EXERCISE REQUIREMENTS
Copy the records below word for word, from the line containing "5. Determine the location of the brussels" through the end of the records, including both of those lines.

★ ★ ★ ★ ★ ★ ★

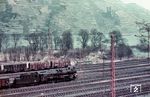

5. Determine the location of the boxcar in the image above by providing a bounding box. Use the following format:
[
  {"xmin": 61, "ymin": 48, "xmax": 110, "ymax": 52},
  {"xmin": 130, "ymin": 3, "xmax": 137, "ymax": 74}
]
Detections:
[{"xmin": 0, "ymin": 77, "xmax": 9, "ymax": 88}]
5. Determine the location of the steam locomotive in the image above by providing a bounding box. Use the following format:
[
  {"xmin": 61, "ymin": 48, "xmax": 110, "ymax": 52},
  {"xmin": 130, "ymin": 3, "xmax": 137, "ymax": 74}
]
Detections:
[{"xmin": 0, "ymin": 59, "xmax": 77, "ymax": 88}]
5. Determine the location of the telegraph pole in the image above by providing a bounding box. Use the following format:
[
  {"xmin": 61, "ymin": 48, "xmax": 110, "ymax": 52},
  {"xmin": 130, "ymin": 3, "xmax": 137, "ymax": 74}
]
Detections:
[
  {"xmin": 111, "ymin": 34, "xmax": 116, "ymax": 97},
  {"xmin": 48, "ymin": 29, "xmax": 53, "ymax": 56}
]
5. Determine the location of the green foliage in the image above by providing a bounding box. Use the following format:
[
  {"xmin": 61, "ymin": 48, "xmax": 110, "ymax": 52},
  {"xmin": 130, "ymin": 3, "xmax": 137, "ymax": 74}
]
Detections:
[
  {"xmin": 136, "ymin": 21, "xmax": 150, "ymax": 52},
  {"xmin": 109, "ymin": 31, "xmax": 124, "ymax": 45},
  {"xmin": 62, "ymin": 30, "xmax": 73, "ymax": 51},
  {"xmin": 0, "ymin": 4, "xmax": 19, "ymax": 23},
  {"xmin": 91, "ymin": 29, "xmax": 105, "ymax": 48},
  {"xmin": 79, "ymin": 29, "xmax": 89, "ymax": 48},
  {"xmin": 116, "ymin": 43, "xmax": 133, "ymax": 59}
]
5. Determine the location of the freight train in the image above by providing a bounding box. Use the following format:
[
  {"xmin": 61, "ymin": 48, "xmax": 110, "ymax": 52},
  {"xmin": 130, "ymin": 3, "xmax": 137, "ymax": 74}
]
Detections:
[{"xmin": 0, "ymin": 60, "xmax": 77, "ymax": 89}]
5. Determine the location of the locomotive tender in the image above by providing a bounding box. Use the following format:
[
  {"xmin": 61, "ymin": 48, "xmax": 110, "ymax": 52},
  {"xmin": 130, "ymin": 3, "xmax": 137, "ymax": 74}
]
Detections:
[{"xmin": 0, "ymin": 60, "xmax": 77, "ymax": 88}]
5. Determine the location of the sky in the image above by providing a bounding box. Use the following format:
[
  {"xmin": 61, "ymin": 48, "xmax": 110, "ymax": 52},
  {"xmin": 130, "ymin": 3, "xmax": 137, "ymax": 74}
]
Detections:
[{"xmin": 122, "ymin": 0, "xmax": 150, "ymax": 10}]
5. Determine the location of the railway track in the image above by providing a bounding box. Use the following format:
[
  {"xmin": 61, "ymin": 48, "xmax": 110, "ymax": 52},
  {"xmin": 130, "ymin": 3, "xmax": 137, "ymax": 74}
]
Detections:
[
  {"xmin": 2, "ymin": 75, "xmax": 150, "ymax": 97},
  {"xmin": 0, "ymin": 60, "xmax": 150, "ymax": 97}
]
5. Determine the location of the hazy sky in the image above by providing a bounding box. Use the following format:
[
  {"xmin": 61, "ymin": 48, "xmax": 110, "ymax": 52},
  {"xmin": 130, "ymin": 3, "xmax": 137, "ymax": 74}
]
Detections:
[{"xmin": 122, "ymin": 0, "xmax": 150, "ymax": 10}]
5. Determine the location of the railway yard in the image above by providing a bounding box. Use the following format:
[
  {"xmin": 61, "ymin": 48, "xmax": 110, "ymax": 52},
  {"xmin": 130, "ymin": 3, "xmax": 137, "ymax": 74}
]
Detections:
[{"xmin": 0, "ymin": 59, "xmax": 150, "ymax": 97}]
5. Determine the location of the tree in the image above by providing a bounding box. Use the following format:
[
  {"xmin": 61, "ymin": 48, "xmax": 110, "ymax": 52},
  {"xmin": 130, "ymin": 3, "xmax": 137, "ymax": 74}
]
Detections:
[
  {"xmin": 91, "ymin": 29, "xmax": 104, "ymax": 48},
  {"xmin": 62, "ymin": 30, "xmax": 73, "ymax": 50},
  {"xmin": 109, "ymin": 31, "xmax": 124, "ymax": 45},
  {"xmin": 79, "ymin": 29, "xmax": 89, "ymax": 48},
  {"xmin": 136, "ymin": 21, "xmax": 150, "ymax": 53},
  {"xmin": 12, "ymin": 33, "xmax": 21, "ymax": 49}
]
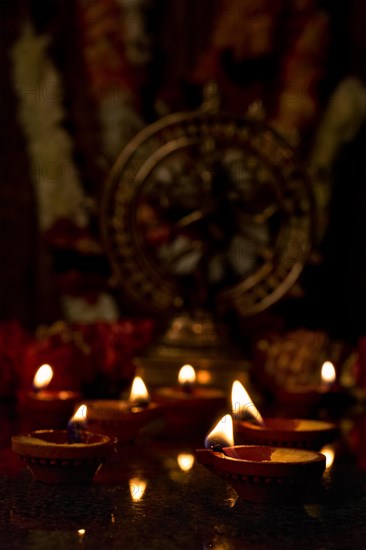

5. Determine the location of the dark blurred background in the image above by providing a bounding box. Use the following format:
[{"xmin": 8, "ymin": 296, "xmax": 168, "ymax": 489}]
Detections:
[{"xmin": 0, "ymin": 0, "xmax": 366, "ymax": 342}]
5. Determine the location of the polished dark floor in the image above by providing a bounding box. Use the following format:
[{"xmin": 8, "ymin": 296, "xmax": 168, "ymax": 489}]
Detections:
[{"xmin": 0, "ymin": 402, "xmax": 366, "ymax": 550}]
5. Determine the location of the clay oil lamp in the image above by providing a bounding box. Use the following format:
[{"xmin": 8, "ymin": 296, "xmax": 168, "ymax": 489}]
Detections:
[
  {"xmin": 86, "ymin": 376, "xmax": 163, "ymax": 445},
  {"xmin": 177, "ymin": 453, "xmax": 194, "ymax": 473},
  {"xmin": 278, "ymin": 361, "xmax": 350, "ymax": 416},
  {"xmin": 128, "ymin": 477, "xmax": 147, "ymax": 502},
  {"xmin": 154, "ymin": 365, "xmax": 226, "ymax": 438},
  {"xmin": 196, "ymin": 414, "xmax": 325, "ymax": 503},
  {"xmin": 12, "ymin": 405, "xmax": 114, "ymax": 484},
  {"xmin": 20, "ymin": 364, "xmax": 81, "ymax": 429},
  {"xmin": 232, "ymin": 381, "xmax": 337, "ymax": 451}
]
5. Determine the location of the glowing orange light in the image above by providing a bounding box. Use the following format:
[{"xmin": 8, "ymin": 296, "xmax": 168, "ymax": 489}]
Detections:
[
  {"xmin": 33, "ymin": 364, "xmax": 53, "ymax": 390},
  {"xmin": 320, "ymin": 445, "xmax": 335, "ymax": 470},
  {"xmin": 177, "ymin": 453, "xmax": 194, "ymax": 472},
  {"xmin": 205, "ymin": 414, "xmax": 234, "ymax": 448},
  {"xmin": 197, "ymin": 369, "xmax": 212, "ymax": 386},
  {"xmin": 130, "ymin": 376, "xmax": 150, "ymax": 401},
  {"xmin": 70, "ymin": 405, "xmax": 88, "ymax": 423},
  {"xmin": 321, "ymin": 361, "xmax": 336, "ymax": 386},
  {"xmin": 129, "ymin": 477, "xmax": 147, "ymax": 502},
  {"xmin": 231, "ymin": 380, "xmax": 264, "ymax": 425},
  {"xmin": 178, "ymin": 365, "xmax": 196, "ymax": 384}
]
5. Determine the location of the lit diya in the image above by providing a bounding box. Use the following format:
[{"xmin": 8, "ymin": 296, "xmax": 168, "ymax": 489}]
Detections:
[
  {"xmin": 82, "ymin": 376, "xmax": 163, "ymax": 444},
  {"xmin": 154, "ymin": 365, "xmax": 226, "ymax": 438},
  {"xmin": 20, "ymin": 364, "xmax": 81, "ymax": 429},
  {"xmin": 11, "ymin": 405, "xmax": 114, "ymax": 484},
  {"xmin": 231, "ymin": 380, "xmax": 337, "ymax": 450},
  {"xmin": 277, "ymin": 361, "xmax": 348, "ymax": 414},
  {"xmin": 196, "ymin": 414, "xmax": 325, "ymax": 503}
]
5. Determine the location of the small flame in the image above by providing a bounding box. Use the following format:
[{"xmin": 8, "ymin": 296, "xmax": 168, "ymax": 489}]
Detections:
[
  {"xmin": 177, "ymin": 453, "xmax": 194, "ymax": 472},
  {"xmin": 320, "ymin": 445, "xmax": 335, "ymax": 470},
  {"xmin": 321, "ymin": 361, "xmax": 336, "ymax": 385},
  {"xmin": 129, "ymin": 477, "xmax": 147, "ymax": 502},
  {"xmin": 231, "ymin": 380, "xmax": 264, "ymax": 425},
  {"xmin": 70, "ymin": 405, "xmax": 88, "ymax": 423},
  {"xmin": 205, "ymin": 414, "xmax": 234, "ymax": 449},
  {"xmin": 130, "ymin": 376, "xmax": 150, "ymax": 401},
  {"xmin": 33, "ymin": 364, "xmax": 53, "ymax": 390},
  {"xmin": 178, "ymin": 365, "xmax": 196, "ymax": 384}
]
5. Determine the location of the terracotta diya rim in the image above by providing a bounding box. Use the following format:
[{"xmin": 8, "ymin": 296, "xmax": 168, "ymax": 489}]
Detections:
[
  {"xmin": 27, "ymin": 390, "xmax": 81, "ymax": 402},
  {"xmin": 196, "ymin": 445, "xmax": 326, "ymax": 483},
  {"xmin": 11, "ymin": 430, "xmax": 114, "ymax": 460},
  {"xmin": 154, "ymin": 386, "xmax": 226, "ymax": 403},
  {"xmin": 83, "ymin": 399, "xmax": 163, "ymax": 424},
  {"xmin": 234, "ymin": 418, "xmax": 337, "ymax": 436}
]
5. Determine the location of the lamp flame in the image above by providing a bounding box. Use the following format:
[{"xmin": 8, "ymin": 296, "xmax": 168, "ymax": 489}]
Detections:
[
  {"xmin": 70, "ymin": 404, "xmax": 88, "ymax": 422},
  {"xmin": 33, "ymin": 364, "xmax": 53, "ymax": 390},
  {"xmin": 205, "ymin": 414, "xmax": 234, "ymax": 449},
  {"xmin": 129, "ymin": 376, "xmax": 150, "ymax": 403},
  {"xmin": 321, "ymin": 361, "xmax": 336, "ymax": 386},
  {"xmin": 67, "ymin": 404, "xmax": 88, "ymax": 443},
  {"xmin": 129, "ymin": 477, "xmax": 147, "ymax": 502},
  {"xmin": 178, "ymin": 365, "xmax": 196, "ymax": 384},
  {"xmin": 231, "ymin": 380, "xmax": 264, "ymax": 426},
  {"xmin": 177, "ymin": 453, "xmax": 194, "ymax": 472},
  {"xmin": 320, "ymin": 445, "xmax": 335, "ymax": 470}
]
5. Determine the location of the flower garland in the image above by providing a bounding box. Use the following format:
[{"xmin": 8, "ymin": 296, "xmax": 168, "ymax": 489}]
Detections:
[
  {"xmin": 11, "ymin": 23, "xmax": 88, "ymax": 231},
  {"xmin": 11, "ymin": 22, "xmax": 118, "ymax": 322}
]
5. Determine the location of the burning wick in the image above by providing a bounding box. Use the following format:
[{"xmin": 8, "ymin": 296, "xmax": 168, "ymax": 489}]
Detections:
[
  {"xmin": 231, "ymin": 380, "xmax": 264, "ymax": 426},
  {"xmin": 128, "ymin": 376, "xmax": 150, "ymax": 410},
  {"xmin": 321, "ymin": 361, "xmax": 336, "ymax": 389},
  {"xmin": 33, "ymin": 364, "xmax": 53, "ymax": 393},
  {"xmin": 178, "ymin": 365, "xmax": 196, "ymax": 394},
  {"xmin": 67, "ymin": 405, "xmax": 87, "ymax": 443},
  {"xmin": 205, "ymin": 414, "xmax": 234, "ymax": 454}
]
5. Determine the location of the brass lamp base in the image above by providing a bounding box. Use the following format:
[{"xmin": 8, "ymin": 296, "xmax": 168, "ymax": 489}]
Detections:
[{"xmin": 134, "ymin": 312, "xmax": 251, "ymax": 390}]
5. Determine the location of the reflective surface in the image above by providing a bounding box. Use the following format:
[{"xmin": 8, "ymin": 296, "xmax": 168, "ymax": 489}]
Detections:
[{"xmin": 0, "ymin": 404, "xmax": 366, "ymax": 550}]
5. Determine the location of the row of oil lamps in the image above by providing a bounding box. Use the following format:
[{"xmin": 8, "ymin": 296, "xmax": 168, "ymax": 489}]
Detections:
[{"xmin": 12, "ymin": 363, "xmax": 337, "ymax": 502}]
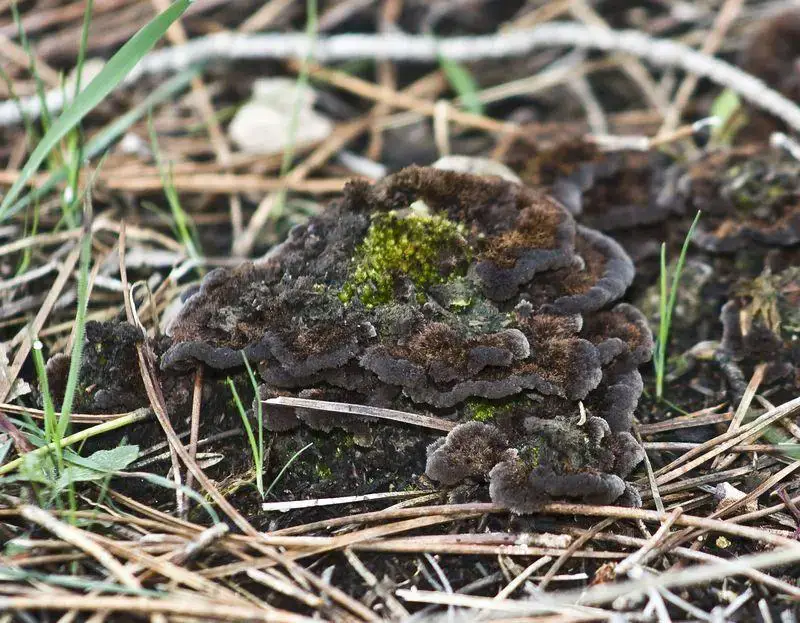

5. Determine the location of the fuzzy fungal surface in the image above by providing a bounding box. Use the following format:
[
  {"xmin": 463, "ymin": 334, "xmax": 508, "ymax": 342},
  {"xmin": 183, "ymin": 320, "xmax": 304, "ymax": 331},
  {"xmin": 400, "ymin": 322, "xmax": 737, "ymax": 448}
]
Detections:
[
  {"xmin": 682, "ymin": 147, "xmax": 800, "ymax": 253},
  {"xmin": 720, "ymin": 266, "xmax": 800, "ymax": 395},
  {"xmin": 153, "ymin": 167, "xmax": 652, "ymax": 512}
]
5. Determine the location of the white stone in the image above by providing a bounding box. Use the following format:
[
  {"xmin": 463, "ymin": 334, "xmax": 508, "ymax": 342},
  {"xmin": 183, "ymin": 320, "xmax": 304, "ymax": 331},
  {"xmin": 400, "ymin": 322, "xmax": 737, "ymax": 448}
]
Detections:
[{"xmin": 228, "ymin": 78, "xmax": 333, "ymax": 154}]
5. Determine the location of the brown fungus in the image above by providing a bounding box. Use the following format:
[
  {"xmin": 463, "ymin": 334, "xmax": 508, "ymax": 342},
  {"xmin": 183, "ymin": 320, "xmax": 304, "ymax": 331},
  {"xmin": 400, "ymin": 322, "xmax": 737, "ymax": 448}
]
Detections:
[
  {"xmin": 511, "ymin": 139, "xmax": 685, "ymax": 232},
  {"xmin": 161, "ymin": 167, "xmax": 652, "ymax": 509},
  {"xmin": 683, "ymin": 148, "xmax": 800, "ymax": 253}
]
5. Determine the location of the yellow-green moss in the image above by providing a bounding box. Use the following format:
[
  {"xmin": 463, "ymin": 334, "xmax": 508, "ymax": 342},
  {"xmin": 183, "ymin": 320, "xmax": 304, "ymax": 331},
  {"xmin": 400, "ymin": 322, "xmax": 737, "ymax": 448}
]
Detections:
[
  {"xmin": 464, "ymin": 397, "xmax": 528, "ymax": 422},
  {"xmin": 314, "ymin": 463, "xmax": 333, "ymax": 480},
  {"xmin": 339, "ymin": 212, "xmax": 470, "ymax": 307}
]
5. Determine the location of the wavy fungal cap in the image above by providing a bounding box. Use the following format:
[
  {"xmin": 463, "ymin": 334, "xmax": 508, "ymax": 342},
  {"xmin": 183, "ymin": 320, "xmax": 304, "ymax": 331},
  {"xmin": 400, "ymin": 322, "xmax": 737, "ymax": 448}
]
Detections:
[{"xmin": 161, "ymin": 167, "xmax": 652, "ymax": 512}]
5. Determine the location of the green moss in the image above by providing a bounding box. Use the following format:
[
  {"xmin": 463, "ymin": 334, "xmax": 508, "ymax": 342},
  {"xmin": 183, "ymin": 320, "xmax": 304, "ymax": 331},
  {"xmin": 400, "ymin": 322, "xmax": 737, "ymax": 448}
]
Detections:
[
  {"xmin": 314, "ymin": 463, "xmax": 333, "ymax": 480},
  {"xmin": 464, "ymin": 396, "xmax": 531, "ymax": 422},
  {"xmin": 465, "ymin": 400, "xmax": 502, "ymax": 422},
  {"xmin": 339, "ymin": 212, "xmax": 470, "ymax": 307},
  {"xmin": 519, "ymin": 444, "xmax": 539, "ymax": 469}
]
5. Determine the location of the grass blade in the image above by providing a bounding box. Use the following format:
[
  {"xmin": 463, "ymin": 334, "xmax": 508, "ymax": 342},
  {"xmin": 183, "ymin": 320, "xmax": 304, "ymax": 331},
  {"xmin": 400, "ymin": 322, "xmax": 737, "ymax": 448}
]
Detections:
[{"xmin": 0, "ymin": 0, "xmax": 192, "ymax": 222}]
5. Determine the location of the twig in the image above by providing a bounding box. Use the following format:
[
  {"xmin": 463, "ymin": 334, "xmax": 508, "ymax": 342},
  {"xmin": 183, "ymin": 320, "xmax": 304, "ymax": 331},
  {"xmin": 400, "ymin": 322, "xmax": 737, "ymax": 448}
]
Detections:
[
  {"xmin": 0, "ymin": 23, "xmax": 800, "ymax": 131},
  {"xmin": 20, "ymin": 505, "xmax": 142, "ymax": 589},
  {"xmin": 264, "ymin": 396, "xmax": 456, "ymax": 432},
  {"xmin": 261, "ymin": 491, "xmax": 429, "ymax": 512}
]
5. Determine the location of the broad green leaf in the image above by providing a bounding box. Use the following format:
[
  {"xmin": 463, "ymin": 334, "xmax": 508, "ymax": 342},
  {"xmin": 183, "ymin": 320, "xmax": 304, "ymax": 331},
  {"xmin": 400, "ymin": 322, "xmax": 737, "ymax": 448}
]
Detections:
[
  {"xmin": 5, "ymin": 69, "xmax": 198, "ymax": 218},
  {"xmin": 56, "ymin": 446, "xmax": 139, "ymax": 490},
  {"xmin": 0, "ymin": 0, "xmax": 192, "ymax": 222},
  {"xmin": 439, "ymin": 56, "xmax": 483, "ymax": 115},
  {"xmin": 711, "ymin": 89, "xmax": 748, "ymax": 145}
]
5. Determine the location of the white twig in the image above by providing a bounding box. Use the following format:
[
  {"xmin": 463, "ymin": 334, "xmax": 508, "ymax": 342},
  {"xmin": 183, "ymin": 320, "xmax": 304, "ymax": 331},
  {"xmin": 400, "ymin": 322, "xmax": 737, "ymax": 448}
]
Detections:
[{"xmin": 0, "ymin": 23, "xmax": 800, "ymax": 131}]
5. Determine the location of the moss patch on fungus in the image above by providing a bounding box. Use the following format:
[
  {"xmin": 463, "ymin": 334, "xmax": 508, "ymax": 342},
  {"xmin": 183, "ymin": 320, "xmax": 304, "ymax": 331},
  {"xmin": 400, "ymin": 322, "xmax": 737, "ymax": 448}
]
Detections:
[
  {"xmin": 161, "ymin": 167, "xmax": 652, "ymax": 512},
  {"xmin": 340, "ymin": 212, "xmax": 471, "ymax": 308}
]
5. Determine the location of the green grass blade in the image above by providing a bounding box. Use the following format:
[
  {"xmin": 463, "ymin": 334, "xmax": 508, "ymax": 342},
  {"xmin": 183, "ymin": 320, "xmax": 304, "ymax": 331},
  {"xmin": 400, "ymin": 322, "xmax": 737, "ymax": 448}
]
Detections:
[
  {"xmin": 439, "ymin": 56, "xmax": 483, "ymax": 115},
  {"xmin": 5, "ymin": 69, "xmax": 198, "ymax": 222},
  {"xmin": 653, "ymin": 211, "xmax": 701, "ymax": 400},
  {"xmin": 227, "ymin": 377, "xmax": 264, "ymax": 497},
  {"xmin": 263, "ymin": 442, "xmax": 314, "ymax": 497},
  {"xmin": 242, "ymin": 352, "xmax": 264, "ymax": 498},
  {"xmin": 0, "ymin": 0, "xmax": 192, "ymax": 222}
]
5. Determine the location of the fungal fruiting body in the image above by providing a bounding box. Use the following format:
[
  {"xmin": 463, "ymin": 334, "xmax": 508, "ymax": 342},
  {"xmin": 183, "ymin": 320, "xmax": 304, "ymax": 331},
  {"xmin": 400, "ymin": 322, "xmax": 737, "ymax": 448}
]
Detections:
[{"xmin": 161, "ymin": 167, "xmax": 652, "ymax": 512}]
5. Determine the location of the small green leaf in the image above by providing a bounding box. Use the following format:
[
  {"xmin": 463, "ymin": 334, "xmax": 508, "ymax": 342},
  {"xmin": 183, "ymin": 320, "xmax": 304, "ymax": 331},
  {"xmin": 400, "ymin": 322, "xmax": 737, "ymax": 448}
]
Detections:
[
  {"xmin": 0, "ymin": 0, "xmax": 192, "ymax": 222},
  {"xmin": 56, "ymin": 446, "xmax": 139, "ymax": 490},
  {"xmin": 439, "ymin": 56, "xmax": 483, "ymax": 115},
  {"xmin": 711, "ymin": 89, "xmax": 748, "ymax": 145}
]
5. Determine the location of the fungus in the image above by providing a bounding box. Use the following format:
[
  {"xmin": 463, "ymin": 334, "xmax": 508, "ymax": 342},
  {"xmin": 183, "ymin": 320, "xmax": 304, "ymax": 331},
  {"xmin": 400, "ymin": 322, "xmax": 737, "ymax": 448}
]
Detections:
[
  {"xmin": 161, "ymin": 165, "xmax": 652, "ymax": 510},
  {"xmin": 721, "ymin": 267, "xmax": 800, "ymax": 390},
  {"xmin": 47, "ymin": 321, "xmax": 147, "ymax": 413},
  {"xmin": 512, "ymin": 139, "xmax": 684, "ymax": 232},
  {"xmin": 684, "ymin": 148, "xmax": 800, "ymax": 253}
]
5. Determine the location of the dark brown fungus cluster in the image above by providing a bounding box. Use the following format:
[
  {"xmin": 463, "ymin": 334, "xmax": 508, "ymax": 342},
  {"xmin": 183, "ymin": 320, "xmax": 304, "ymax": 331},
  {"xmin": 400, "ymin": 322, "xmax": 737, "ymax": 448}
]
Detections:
[
  {"xmin": 721, "ymin": 267, "xmax": 800, "ymax": 393},
  {"xmin": 166, "ymin": 167, "xmax": 652, "ymax": 511},
  {"xmin": 508, "ymin": 138, "xmax": 687, "ymax": 266},
  {"xmin": 47, "ymin": 321, "xmax": 147, "ymax": 413},
  {"xmin": 685, "ymin": 148, "xmax": 800, "ymax": 253}
]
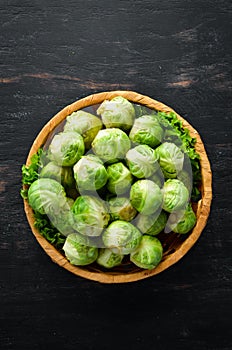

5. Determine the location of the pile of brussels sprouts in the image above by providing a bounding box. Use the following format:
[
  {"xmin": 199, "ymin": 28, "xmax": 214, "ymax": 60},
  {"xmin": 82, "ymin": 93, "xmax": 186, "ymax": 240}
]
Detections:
[{"xmin": 23, "ymin": 96, "xmax": 200, "ymax": 269}]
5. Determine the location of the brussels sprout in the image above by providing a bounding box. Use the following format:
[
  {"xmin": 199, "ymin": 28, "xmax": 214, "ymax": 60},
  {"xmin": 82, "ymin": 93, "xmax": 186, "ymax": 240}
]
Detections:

★ ★ ★ ★ ★ ★ ★

RESPONSE TO THE EXERCISE
5. Determine the location of the brussels sprout in the image above by providing a bounding box. Use the following format:
[
  {"xmin": 199, "ymin": 28, "xmax": 214, "ymax": 60},
  {"xmin": 82, "ymin": 93, "xmax": 186, "ymax": 240}
]
Detections:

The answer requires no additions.